***** Reading text

Large Language Models Could Be Rote Learners
Yuyang Xu, Renjun Hu, Haochao Ying, Jian Wu, Xing Shi, Wei Lin
TL;DR
This work reframes MCQ benchmark contamination as an inherent learning aspect and disentangles rote memorization from genuine capability in LLM evaluation. It introduces TrinEval, a knowledge-centric reformulation that uses a knowledge entity–attribute–context trinity to preserve essential knowledge while suppressing memorization, and defines corresponding metrics $F_m$ and $F_c$ to quantify memorization and capability. Empirical results on MMLU show that LLMs memorize about 20% of knowledge points, while TrinEval improves robustness by reducing memorization and providing a more reliable gauge of true understanding. The findings challenge the assumption that memorization enhances performance and suggest directions for improving knowledge robustness and evaluation methodologies.

**********
***** Record set

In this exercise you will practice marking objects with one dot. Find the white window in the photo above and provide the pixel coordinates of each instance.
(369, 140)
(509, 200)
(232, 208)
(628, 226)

**********

Exercises to complete
[a] Set down the paper summary's wording from "Large Language Models" up to and including "and evaluation methodologies.".
[b] Rewrite the paper summary's paragraph beginning "This work reframes" as a short list that keeps its main facts.
The data above is separate from the paper summary.

Answer set
[a]
Large Language Models Could Be Rote Learners
Yuyang Xu, Renjun Hu, Haochao Ying, Jian Wu, Xing Shi, Wei Lin
TL;DR
This work reframes MCQ benchmark contamination as an inherent learning aspect and disentangles rote memorization from genuine capability in LLM evaluation. It introduces TrinEval, a knowledge-centric reformulation that uses a knowledge entity–attribute–context trinity to preserve essential knowledge while suppressing memorization, and defines corresponding metrics $F_m$ and $F_c$ to quantify memorization and capability. Empirical results on MMLU show that LLMs memorize about 20% of knowledge points, while TrinEval improves robustness by reducing memorization and providing a more reliable gauge of true understanding. The findings challenge the assumption that memorization enhances performance and suggest directions for improving knowledge robustness and evaluation methodologies.

[b]
- Treats MCQ benchmark contamination as an inherent aspect of learning and separates rote memorization from genuine capability in LLM evaluation.
- Introduces TrinEval, a knowledge-centric reformulation built on a knowledge entity–attribute–context trinity that preserves essential knowledge while suppressing memorization.
- Defines metrics $F_m$ and $F_c$ to quantify memorization and capability.
- Shows on MMLU that LLMs memorize about 20% of knowledge points, and that TrinEval improves robustness by reducing memorization and gives a more reliable gauge of true understanding.
- Challenges the assumption that memorization enhances performance and suggests directions for improving knowledge robustness and evaluation methodologies.